-- Start of Given text --

# Be careful of where you pre-order your D4 at!



## JerryPH (Mar 1, 2012)

Hey guys, just a little thing to watch for... some places that are accepting pre-orders for the D4 are charging your credit card the FULL PRICE and not doing what most others are doing... which is accepting your order and not charging your credit card until they ship yours.

This is what B&amp;H tried to do to me... I now have 1 additional month of interest charges for $6000US on my credit card to pay... and no D4 in my hands.  *Thanks B&H, but I am **never** buying from you guys again.*

*I'm placing my order over at Adorama, who, after I called and confirmed, said they would not charge my credit card until they shipped.*

Nice way to lose a customer that gives you several thousand dollars a year in sales B&amp;H!  My money all goes to Adorama from now on!


----------



## DorkSterr (Mar 1, 2012)

I've never bought from B&H always from Adorama and now I'm thankful for it. Thanks for the heads up. Runs to look for latest statment*


----------



## o hey tyler (Mar 1, 2012)

Well, I'd be pretty upset too.


----------



## 480sparky (Mar 1, 2012)

Have you contacted B&H and voiced your displeasure?  That would be the first thing I would do.

That said, this is why I always pay cash for my gear.  I NEVER put toys on credit.... that's for the stuff I must have, not want.


----------



## SCraig (Mar 1, 2012)

As has been mentioned, have you called B&H and asked about this?  I've ordered from B&H many, many times, have never had any problems whatsoever, and have always found their service to be absolutely first class.


----------



## Trever1t (Mar 1, 2012)

Well not so for me, and many others who have pre-ordered from B&H. I just checked and there's only a hold for the amount but NO CHARGES on my CC. As far as I know you are the only person who has reported a charge from a pre-order...perhaps you should call B&H?


----------



## cgipson1 (Mar 1, 2012)

B&H initially pulled the cash out of my checking account... but it was back in the next day.... so no big deal! Clerical error or something. B&H is very reputable and easy to work with...  as is Adorama.


----------



## analog.universe (Mar 1, 2012)

480sparky said:


> Have you contacted B&H and voiced your displeasure?  That would be the first thing I would do.
> 
> That said, this is why I always pay cash for my gear.  I NEVER put toys on credit.... that's for the stuff I must have, not want.



Calling and saying something would be my first move.

-- End of Given text --

> **Written problem A**:
Answer these questions using the D4 pre-order thread.
(i) On what amount does JerryPH say he now owes an additional month of interest?
(ii) What did Trever1t find on his credit card after checking?
(iii) According to cgipson1, when did the money B&H pulled from the checking account come back?
> **Written problem B**: Reproduce the passage of the D4 pre-order thread between "Nice way to" and "DorkSterr (Mar 1, 2012)", inclusive.

-- Start of Given data --

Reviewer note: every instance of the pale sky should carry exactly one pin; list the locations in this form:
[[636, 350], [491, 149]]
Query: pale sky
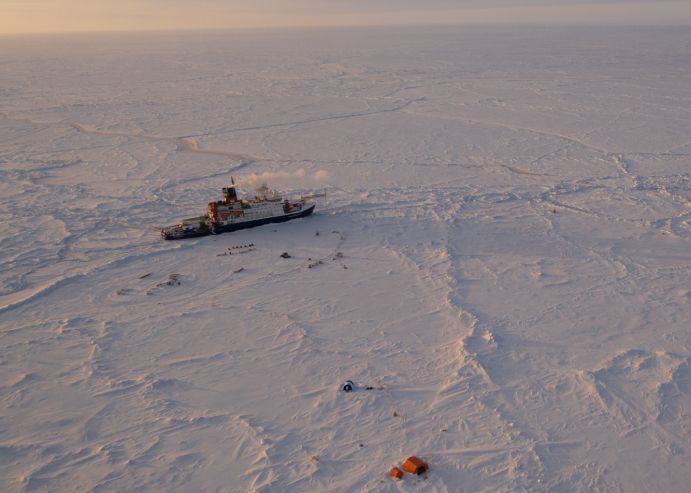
[[21, 16]]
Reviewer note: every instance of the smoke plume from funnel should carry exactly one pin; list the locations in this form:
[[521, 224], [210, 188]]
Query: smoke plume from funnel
[[298, 178]]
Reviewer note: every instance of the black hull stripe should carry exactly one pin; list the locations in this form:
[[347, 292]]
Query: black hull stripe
[[247, 224]]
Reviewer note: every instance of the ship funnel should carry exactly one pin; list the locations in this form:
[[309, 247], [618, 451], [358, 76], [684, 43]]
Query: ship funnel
[[229, 193]]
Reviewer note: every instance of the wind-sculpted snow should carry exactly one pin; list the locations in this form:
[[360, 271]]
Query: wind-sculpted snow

-- End of Given data --

> **Written response A**:
(i) $6000US
(ii) Only a hold for the amount, with no charges.
(iii) The next day.

> **Written response B**:
Nice way to lose a customer that gives you several thousand dollars a year in sales B&amp;H!  My money all goes to Adorama from now on!


----------



## DorkSterr (Mar 1, 2012)